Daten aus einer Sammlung
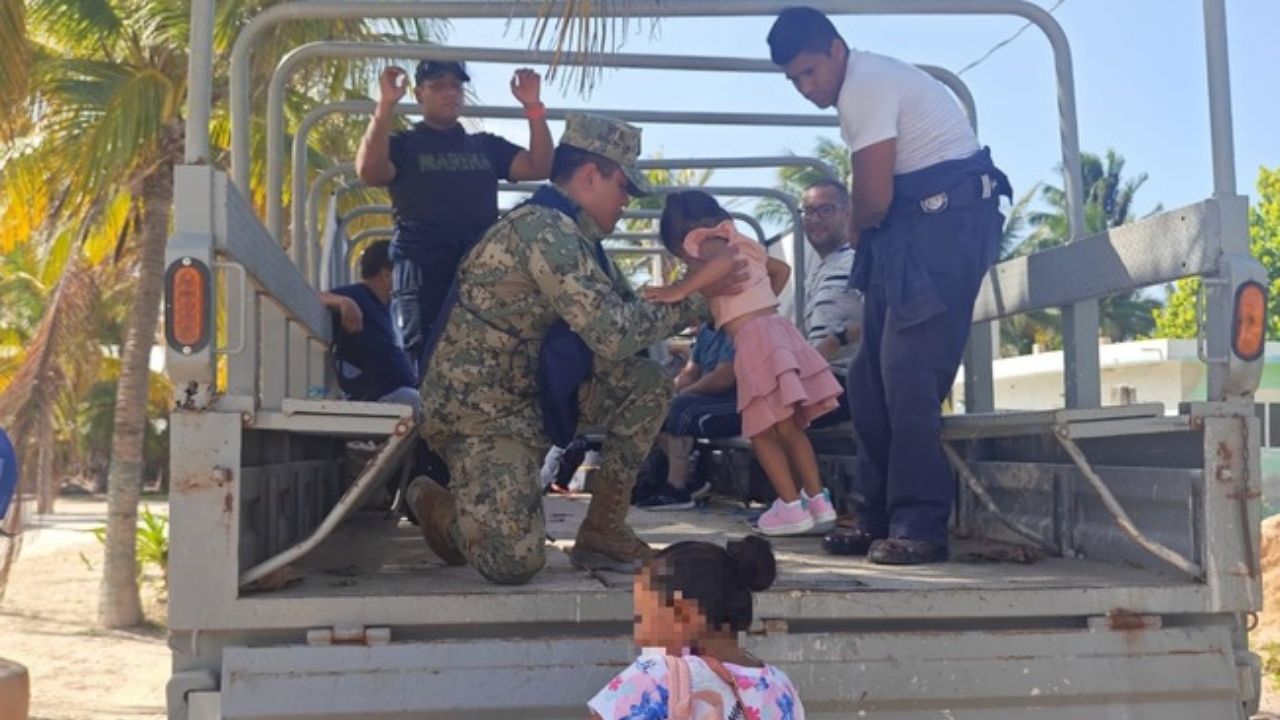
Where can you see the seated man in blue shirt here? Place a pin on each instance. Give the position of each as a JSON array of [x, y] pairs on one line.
[[370, 365], [705, 405]]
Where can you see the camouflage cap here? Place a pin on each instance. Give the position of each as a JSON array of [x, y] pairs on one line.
[[611, 139]]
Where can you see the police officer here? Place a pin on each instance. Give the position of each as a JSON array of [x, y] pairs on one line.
[[927, 220], [443, 182], [543, 264]]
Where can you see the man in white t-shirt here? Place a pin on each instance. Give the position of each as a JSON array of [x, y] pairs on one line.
[[927, 222]]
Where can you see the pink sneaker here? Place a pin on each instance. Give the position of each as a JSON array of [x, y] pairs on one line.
[[821, 509], [785, 519]]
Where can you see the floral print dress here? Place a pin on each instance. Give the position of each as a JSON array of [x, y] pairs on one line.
[[641, 692]]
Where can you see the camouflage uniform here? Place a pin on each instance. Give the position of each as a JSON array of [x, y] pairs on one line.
[[480, 392]]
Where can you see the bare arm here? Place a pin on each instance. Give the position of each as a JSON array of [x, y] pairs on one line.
[[534, 163], [721, 379], [873, 183], [778, 274], [705, 276], [373, 159]]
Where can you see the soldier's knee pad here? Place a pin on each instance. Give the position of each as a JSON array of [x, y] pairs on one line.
[[511, 569]]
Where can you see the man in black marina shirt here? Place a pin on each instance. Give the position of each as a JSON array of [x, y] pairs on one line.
[[443, 182]]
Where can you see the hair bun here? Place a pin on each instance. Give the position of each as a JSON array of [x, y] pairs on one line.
[[754, 563]]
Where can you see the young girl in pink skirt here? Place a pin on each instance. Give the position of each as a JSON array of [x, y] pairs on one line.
[[782, 382]]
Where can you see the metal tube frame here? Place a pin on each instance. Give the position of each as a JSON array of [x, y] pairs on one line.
[[291, 62], [316, 114], [311, 210]]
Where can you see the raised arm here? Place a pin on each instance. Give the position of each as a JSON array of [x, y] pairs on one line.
[[374, 156], [873, 185], [534, 163]]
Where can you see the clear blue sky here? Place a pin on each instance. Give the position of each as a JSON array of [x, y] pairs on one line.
[[1139, 76]]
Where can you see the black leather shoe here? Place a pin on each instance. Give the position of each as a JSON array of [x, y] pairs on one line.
[[903, 551], [850, 540]]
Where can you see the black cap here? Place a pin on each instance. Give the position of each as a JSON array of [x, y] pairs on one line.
[[428, 69]]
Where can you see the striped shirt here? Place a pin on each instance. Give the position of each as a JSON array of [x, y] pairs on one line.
[[831, 304]]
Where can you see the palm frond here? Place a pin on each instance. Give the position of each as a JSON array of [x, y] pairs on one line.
[[585, 31], [115, 115], [14, 67], [78, 24]]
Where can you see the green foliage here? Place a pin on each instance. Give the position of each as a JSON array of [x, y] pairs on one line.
[[152, 543], [1178, 318], [1109, 199]]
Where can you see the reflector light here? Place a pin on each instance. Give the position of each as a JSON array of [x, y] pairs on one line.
[[1248, 329], [187, 305]]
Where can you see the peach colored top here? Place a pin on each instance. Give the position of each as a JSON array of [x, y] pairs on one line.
[[757, 294]]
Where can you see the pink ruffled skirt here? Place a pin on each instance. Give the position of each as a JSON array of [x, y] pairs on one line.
[[780, 376]]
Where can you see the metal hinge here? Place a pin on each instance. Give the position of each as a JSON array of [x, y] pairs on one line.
[[348, 634], [1124, 620]]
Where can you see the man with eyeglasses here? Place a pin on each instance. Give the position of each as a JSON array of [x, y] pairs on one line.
[[926, 215], [832, 310]]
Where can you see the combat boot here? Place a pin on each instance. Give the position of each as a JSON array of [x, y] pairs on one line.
[[434, 509], [604, 541]]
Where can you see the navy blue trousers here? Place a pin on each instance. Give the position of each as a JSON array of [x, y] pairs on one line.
[[920, 273], [421, 277]]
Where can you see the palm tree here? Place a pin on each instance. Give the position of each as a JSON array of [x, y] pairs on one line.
[[105, 83], [1107, 204]]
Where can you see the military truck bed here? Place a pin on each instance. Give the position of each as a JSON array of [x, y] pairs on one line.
[[376, 556]]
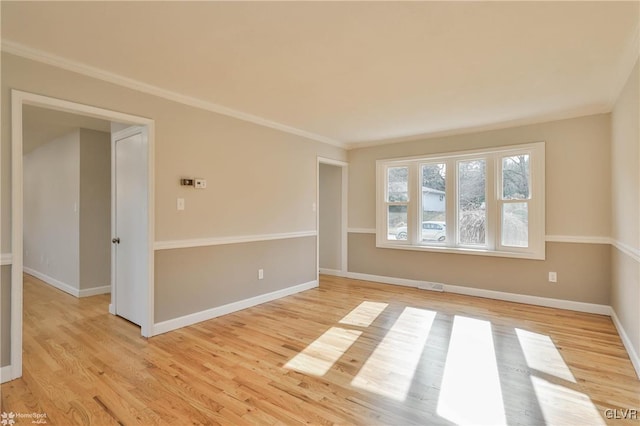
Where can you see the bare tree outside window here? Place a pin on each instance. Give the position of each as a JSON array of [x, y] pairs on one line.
[[472, 202]]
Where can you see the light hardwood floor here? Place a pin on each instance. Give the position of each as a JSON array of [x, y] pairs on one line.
[[348, 352]]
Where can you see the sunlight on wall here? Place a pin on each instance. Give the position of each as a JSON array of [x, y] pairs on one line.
[[471, 391], [390, 369], [542, 355], [364, 315], [560, 404], [319, 356]]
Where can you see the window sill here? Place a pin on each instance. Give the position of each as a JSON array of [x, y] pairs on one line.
[[461, 250]]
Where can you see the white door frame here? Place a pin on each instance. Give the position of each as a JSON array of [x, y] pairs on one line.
[[115, 137], [344, 216], [18, 99]]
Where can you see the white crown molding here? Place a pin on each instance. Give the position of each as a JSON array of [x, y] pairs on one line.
[[97, 73], [630, 55], [577, 239], [633, 355], [632, 252], [361, 230], [520, 122], [184, 321], [6, 259], [217, 241]]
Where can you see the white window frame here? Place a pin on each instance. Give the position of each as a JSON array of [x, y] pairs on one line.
[[493, 187]]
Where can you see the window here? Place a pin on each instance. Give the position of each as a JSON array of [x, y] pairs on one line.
[[487, 202]]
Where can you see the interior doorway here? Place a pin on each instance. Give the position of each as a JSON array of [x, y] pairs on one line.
[[332, 217], [20, 100]]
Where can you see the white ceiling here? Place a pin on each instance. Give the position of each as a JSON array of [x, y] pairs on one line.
[[352, 72], [41, 125]]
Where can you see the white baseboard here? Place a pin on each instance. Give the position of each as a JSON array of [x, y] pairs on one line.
[[591, 308], [53, 282], [333, 272], [94, 291], [85, 292], [176, 323], [6, 373], [633, 355]]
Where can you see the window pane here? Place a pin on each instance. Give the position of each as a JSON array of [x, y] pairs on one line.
[[515, 224], [433, 202], [397, 223], [471, 202], [398, 184], [516, 177]]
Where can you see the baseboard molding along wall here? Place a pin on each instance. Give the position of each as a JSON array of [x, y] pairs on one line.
[[85, 292], [184, 321], [591, 308], [6, 374], [333, 272], [633, 355]]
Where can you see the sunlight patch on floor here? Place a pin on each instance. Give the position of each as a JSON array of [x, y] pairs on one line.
[[471, 391], [322, 353], [561, 405], [365, 314], [541, 354], [390, 369]]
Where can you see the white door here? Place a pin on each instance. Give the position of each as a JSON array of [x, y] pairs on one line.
[[130, 230]]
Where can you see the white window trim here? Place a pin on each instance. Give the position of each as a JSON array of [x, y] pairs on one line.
[[536, 248]]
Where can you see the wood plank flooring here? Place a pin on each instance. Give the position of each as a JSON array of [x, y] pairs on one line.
[[348, 352]]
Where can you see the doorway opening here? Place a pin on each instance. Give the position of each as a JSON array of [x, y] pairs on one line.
[[332, 217], [19, 101]]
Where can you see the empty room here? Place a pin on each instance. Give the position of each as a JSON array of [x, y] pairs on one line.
[[368, 213]]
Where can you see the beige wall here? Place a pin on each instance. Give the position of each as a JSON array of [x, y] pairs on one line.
[[95, 209], [260, 180], [577, 187], [5, 315], [51, 209], [625, 160], [577, 171], [330, 217], [583, 269]]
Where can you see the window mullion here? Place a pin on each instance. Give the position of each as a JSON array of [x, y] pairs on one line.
[[451, 200], [491, 198]]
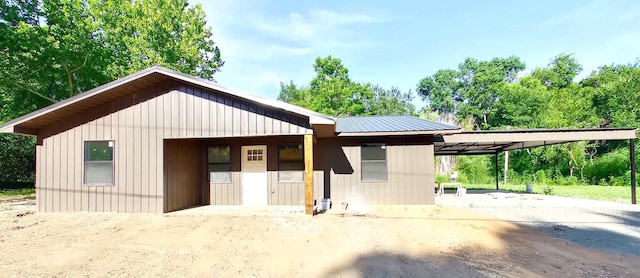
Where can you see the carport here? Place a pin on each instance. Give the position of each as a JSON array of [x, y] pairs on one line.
[[497, 141]]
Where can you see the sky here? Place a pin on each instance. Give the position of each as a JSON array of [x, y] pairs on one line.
[[397, 43]]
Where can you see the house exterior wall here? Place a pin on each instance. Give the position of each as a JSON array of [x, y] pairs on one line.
[[138, 124], [278, 193], [410, 166]]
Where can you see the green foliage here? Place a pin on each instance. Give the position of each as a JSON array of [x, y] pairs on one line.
[[17, 158], [86, 44], [560, 72], [390, 102], [332, 92], [8, 194], [472, 90], [613, 164], [55, 49], [475, 169], [442, 178]]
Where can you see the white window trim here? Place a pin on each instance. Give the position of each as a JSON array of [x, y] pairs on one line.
[[386, 163], [230, 164], [113, 164], [292, 180]]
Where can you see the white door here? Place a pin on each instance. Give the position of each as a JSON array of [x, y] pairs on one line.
[[254, 175]]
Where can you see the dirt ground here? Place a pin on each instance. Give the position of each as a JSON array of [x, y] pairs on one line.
[[392, 242]]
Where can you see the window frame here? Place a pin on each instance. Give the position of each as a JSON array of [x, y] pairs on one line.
[[112, 161], [218, 163], [298, 146], [363, 162]]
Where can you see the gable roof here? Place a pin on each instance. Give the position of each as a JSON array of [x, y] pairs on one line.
[[389, 125], [30, 123]]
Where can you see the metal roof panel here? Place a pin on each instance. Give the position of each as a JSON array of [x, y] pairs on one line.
[[402, 123]]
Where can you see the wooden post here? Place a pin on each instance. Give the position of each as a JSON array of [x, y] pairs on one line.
[[506, 164], [308, 174], [497, 173], [632, 156]]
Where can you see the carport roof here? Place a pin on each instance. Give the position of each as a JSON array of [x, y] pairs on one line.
[[495, 141]]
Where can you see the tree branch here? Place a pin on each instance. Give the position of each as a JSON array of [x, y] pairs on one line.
[[36, 93]]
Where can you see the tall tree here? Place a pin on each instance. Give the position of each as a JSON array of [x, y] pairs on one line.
[[471, 90], [560, 72], [390, 102], [54, 49], [58, 48], [331, 91]]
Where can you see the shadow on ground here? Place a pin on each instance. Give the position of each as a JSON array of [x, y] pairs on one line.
[[526, 253], [400, 265]]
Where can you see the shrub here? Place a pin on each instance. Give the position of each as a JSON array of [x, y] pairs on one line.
[[442, 178], [474, 169], [614, 164], [541, 177]]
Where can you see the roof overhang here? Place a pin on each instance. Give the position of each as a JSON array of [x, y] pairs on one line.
[[491, 142], [30, 124], [399, 133]]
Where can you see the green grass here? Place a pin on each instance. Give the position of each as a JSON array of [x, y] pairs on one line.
[[8, 194], [593, 192]]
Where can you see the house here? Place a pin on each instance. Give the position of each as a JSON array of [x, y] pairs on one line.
[[159, 141]]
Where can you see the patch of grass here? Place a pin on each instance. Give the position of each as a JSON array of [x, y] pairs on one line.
[[592, 192], [8, 194]]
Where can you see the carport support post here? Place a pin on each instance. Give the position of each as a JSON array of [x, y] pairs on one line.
[[497, 172], [632, 158], [308, 174]]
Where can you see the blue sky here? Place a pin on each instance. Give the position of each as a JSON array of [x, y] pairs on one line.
[[396, 43]]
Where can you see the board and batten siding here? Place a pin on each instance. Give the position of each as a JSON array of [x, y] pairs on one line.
[[138, 124], [410, 166]]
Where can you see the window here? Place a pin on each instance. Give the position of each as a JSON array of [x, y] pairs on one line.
[[374, 162], [219, 162], [254, 155], [98, 163], [290, 163]]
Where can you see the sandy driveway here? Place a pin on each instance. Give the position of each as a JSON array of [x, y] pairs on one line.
[[607, 226], [416, 242]]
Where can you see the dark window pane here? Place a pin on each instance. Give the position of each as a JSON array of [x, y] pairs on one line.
[[374, 171], [98, 150], [220, 173], [290, 163], [219, 155], [374, 162], [98, 162], [374, 152]]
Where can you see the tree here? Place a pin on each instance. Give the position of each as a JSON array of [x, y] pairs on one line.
[[390, 102], [86, 44], [441, 91], [520, 105], [560, 72], [54, 49], [470, 91], [332, 92], [617, 94]]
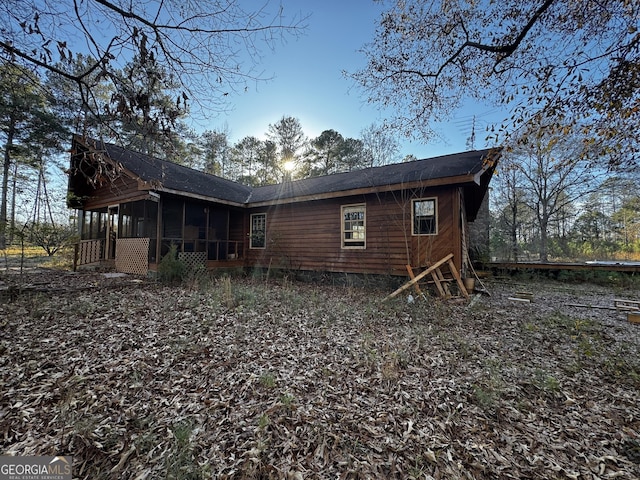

◆ Zu erledigende Aufgabe ◆
Ersetze "truck bed" durch "flatbed" in den Zeilen von der Zeile mit "Where can you see the military" bis zur Zeile mit "[[376, 556]]", beide eingeschlossen. Gib nur diese Zeilen wieder und lass alles andere darin unverändert.

◆ Fertige Übung ◆
Where can you see the military flatbed here? Place a pin on each instance. Give the position of each as a JSON array of [x, y] pairs on one line.
[[376, 556]]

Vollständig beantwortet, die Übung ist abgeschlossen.